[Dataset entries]
Segment Open

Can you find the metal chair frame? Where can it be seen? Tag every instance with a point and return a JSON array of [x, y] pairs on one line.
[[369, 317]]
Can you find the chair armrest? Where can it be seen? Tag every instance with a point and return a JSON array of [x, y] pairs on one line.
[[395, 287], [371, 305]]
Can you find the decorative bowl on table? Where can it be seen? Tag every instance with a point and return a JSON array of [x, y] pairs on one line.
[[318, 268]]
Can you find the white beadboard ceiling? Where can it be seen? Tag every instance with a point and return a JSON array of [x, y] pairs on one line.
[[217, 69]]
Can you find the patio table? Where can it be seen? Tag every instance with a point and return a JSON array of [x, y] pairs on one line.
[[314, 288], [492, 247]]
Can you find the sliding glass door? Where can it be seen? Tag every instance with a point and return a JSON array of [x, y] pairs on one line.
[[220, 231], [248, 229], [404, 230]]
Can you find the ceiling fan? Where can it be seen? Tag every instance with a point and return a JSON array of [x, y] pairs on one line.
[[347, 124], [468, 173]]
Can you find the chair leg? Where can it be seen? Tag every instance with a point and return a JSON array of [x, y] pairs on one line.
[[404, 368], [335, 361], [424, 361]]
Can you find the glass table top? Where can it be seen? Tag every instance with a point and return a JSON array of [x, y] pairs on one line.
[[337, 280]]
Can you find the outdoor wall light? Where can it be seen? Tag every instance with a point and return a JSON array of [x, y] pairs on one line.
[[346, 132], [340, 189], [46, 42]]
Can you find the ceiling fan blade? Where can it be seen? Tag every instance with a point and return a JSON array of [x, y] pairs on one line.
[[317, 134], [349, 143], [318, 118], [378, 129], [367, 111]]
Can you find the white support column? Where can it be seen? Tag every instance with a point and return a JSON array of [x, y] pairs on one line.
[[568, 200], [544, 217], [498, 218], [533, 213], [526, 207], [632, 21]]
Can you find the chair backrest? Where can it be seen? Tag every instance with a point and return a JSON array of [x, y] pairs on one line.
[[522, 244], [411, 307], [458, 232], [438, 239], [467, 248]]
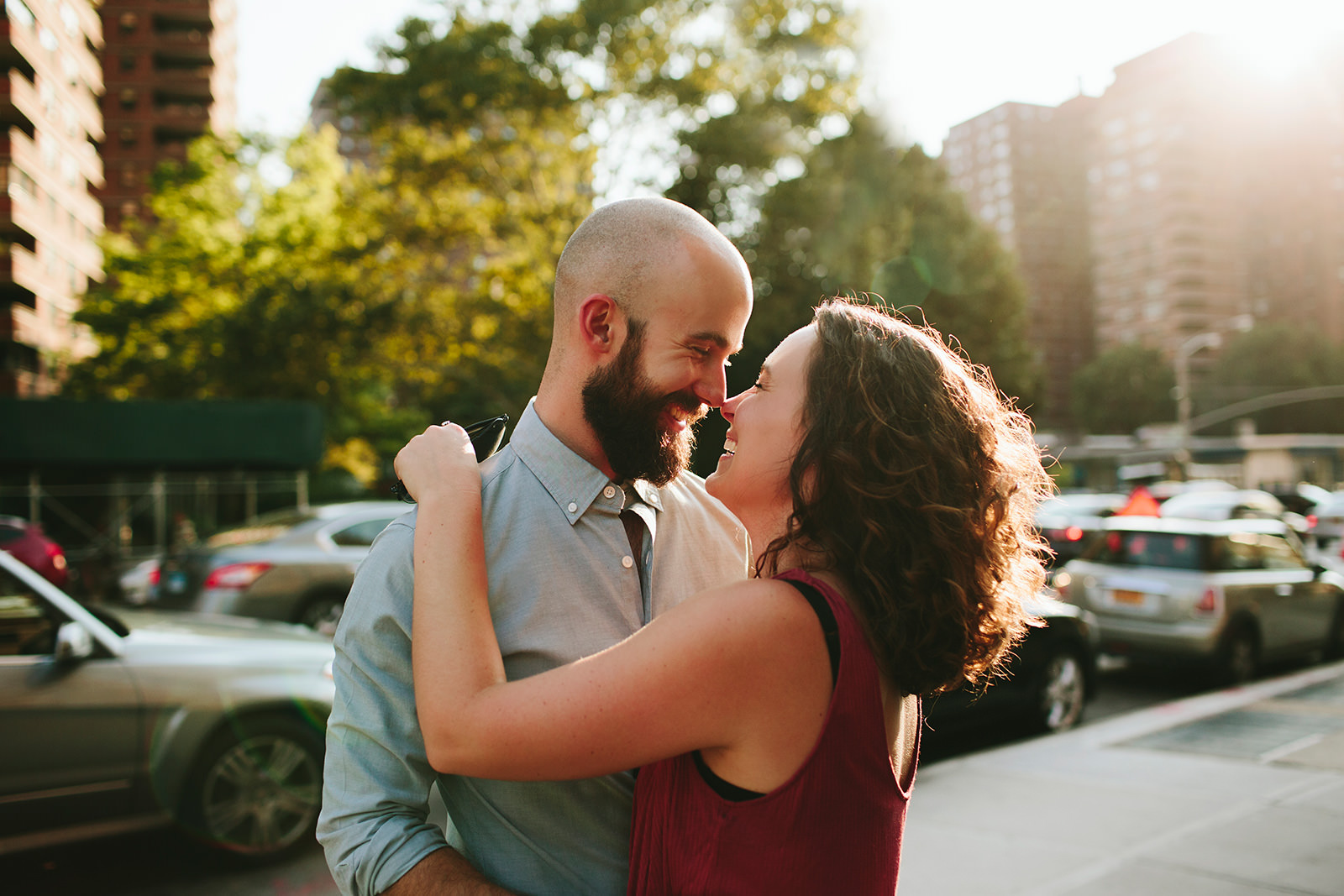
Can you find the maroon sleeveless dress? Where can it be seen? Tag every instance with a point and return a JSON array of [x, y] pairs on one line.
[[833, 828]]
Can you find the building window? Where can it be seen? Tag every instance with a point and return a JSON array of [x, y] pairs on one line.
[[19, 13]]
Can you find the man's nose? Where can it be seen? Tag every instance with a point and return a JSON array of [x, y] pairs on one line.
[[712, 389]]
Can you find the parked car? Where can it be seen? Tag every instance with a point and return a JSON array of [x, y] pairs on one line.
[[27, 542], [1236, 504], [120, 721], [1052, 678], [1233, 594], [293, 566], [1068, 517], [1301, 499], [1328, 531]]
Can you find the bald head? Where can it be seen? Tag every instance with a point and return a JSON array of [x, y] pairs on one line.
[[625, 244]]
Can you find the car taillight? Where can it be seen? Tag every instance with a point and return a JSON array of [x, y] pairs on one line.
[[55, 555], [235, 575]]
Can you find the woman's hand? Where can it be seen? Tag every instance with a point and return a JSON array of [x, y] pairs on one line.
[[438, 463]]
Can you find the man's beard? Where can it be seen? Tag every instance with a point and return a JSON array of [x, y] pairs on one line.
[[625, 409]]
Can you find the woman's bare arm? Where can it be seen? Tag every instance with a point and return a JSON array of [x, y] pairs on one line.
[[725, 669]]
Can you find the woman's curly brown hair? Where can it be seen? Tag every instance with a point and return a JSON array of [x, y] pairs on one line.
[[918, 484]]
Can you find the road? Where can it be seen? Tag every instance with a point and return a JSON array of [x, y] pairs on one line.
[[161, 864]]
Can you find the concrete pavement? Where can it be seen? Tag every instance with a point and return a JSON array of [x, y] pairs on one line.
[[1234, 793]]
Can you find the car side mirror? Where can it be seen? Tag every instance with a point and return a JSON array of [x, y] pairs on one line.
[[73, 642]]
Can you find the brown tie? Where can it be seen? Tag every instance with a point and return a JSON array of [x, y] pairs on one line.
[[633, 530]]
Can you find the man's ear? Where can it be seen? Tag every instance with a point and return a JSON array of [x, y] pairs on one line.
[[601, 322]]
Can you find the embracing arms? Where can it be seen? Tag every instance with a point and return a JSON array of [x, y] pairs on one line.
[[732, 672]]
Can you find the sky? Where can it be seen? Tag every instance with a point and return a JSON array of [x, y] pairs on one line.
[[932, 63]]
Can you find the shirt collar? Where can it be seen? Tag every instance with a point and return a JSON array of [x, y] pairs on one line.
[[571, 481]]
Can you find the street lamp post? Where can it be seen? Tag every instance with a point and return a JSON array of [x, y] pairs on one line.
[[1187, 349]]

Segment Closed

= TASK STATEMENT =
Return every entry unchanged and skip the pictures.

= SOLUTION =
Can you find the metal chair frame? Where can it be seen? Tag every instance with a point and return a JSON array of [x, y] pairs on one line.
[[369, 317]]
Can you find the chair armrest? Where can it be seen? Tag every instance with a point and return a JSON array of [x, y] pairs on one line.
[[395, 287], [371, 305]]
Can you find the decorative bowl on table? Where can it be seen? Tag every instance with a point and return a JSON array of [x, y] pairs on one line.
[[318, 268]]
Can you find the white beadboard ceiling? Where can it be seen? Tag every instance with a point and return a JSON array of [x, y] pairs on one line.
[[217, 69]]
Can you find the patio table? Where can it be seen? Tag every instance with a point and return a JSON array of [x, y] pairs on one line.
[[314, 288], [492, 247]]
Can you find the sliding glass door? Where can it be seen? Tag every instance with a point and return a JSON array of [x, y] pairs on one line.
[[220, 231], [248, 229], [404, 230]]
Can you find the ceiling fan? Where can it be seen? Tag every instance with a point and return a JSON array of [x, y] pairs on one line.
[[347, 124], [468, 173]]
Can you find the chair leg? Where can it be seen? Tag every instance with a point and return a JSON array of [x, y] pairs on one line.
[[404, 368], [335, 361], [424, 361]]
Can you find the glass table top? Where can it be seen? Tag every instance with a point and return a JSON array of [x, y] pairs on one line.
[[337, 280]]
Can you find the outdoor wall light? Where can it be seen? Tag every instance with a point and return a JSON array of [x, y] pairs on one line.
[[346, 132], [340, 189], [46, 42]]
Can you find the ceiling fan blade? Where can it be seen? Tag every instance with a point and return a JSON array of [x, y] pairs on one line.
[[317, 134], [349, 143], [318, 118], [378, 129], [367, 111]]
Can you find the white support column? Where can it be seen? Tag every instance with a point and return a JSON array of [x, y] pairs on one line.
[[568, 200], [544, 217], [498, 218], [533, 213], [526, 207], [632, 21]]
Can you find the chair backrest? Where can it be seen? Tag every instance with a point and return a JSON array of [x, y] pairs on one line.
[[522, 244], [411, 307], [458, 232], [438, 239], [467, 248]]
Can you find the maroon sleeveless dress? Where can it be seen? Tag every instance with a point and return a JSON array of [x, y] pairs on one line.
[[833, 828]]
Can you find the building window? Where can it be seen? Tag every instance with a point and return a JSON array of [x, y] pairs on one line.
[[19, 13]]
Can you find the man's nose? Where can it be seen? Tag every instance with a point and return a JSON array of [x, y] pairs on one line.
[[712, 389]]
Can you find the parked car? Where can it be seen? Tag every instance with a point and return a JSON array of [x, y] pairs on one line.
[[27, 542], [1236, 504], [120, 721], [1052, 678], [1233, 594], [293, 566], [1068, 517], [1301, 499], [1328, 531]]
Can you find the bald head? Where can it be seen? Tag every instance with a point and return a JSON array of [x, y] pairs on one line.
[[625, 244]]
Can you find the car taillight? Where can it be seen? Tag every instance with a point and return a JSON array of [x, y] pairs on one line.
[[55, 555], [235, 575]]
Can you find the woman's hand? Where can it be seen? Tag every instance with a point and return a JSON array of [x, y] pairs on one line.
[[438, 463]]
Can you find the man's beard? Where can it be seen? Tag every instance with a point and return a JSON array of [x, y] pairs on one line.
[[625, 409]]
Can you find the woman's bare arm? Where can it be seen? Tag every instance with a point and return a JSON array of [x, y] pairs on one line.
[[725, 669]]
Can you find the woman's curly brown hair? Where can it be seen? Tag every instance with a point and return a JSON array of [x, y] pairs on one line.
[[918, 484]]
Can you find the road? Where can it be seen? Tag every instance with a point and return a JSON array of [x, y] pairs on one line.
[[161, 864]]
Can you find the concrete pavement? Where can it be seen? Tag every instance with a point and return a JSON array of [x, y] pairs on one line.
[[1234, 793]]
Can you find the car side mirror? Where can it be seen? Tag every instance with a point and return a JSON array of [x, y] pairs on one line.
[[73, 642]]
Can you find the brown tie? Where can it be seen? Tag every instance with a point and return a JSON array of [x, y] pairs on one line.
[[633, 530]]
Can you find the man's ear? Where can it be seen? Tag every instance with a point and return a JSON array of [x, y] pairs on one line.
[[601, 322]]
Can you find the embracing arms? Where can it be seen? Tag every instance with a point and return a JSON array of [x, y] pairs on one line.
[[732, 672]]
Can you find the sky? Where can it be seen? Tag every instance with a point and return a JSON array of [x, y] pairs on one line.
[[932, 63]]
Can you find the shirt collar? Where can it be seen? Tag every instance with a point and return a JSON array of [x, y] pairs on one line.
[[571, 481]]
Can you find the street lamp post? Where can it be seen? Tag every instance with a point and return a JSON array of [x, y] pairs on one line.
[[1187, 349]]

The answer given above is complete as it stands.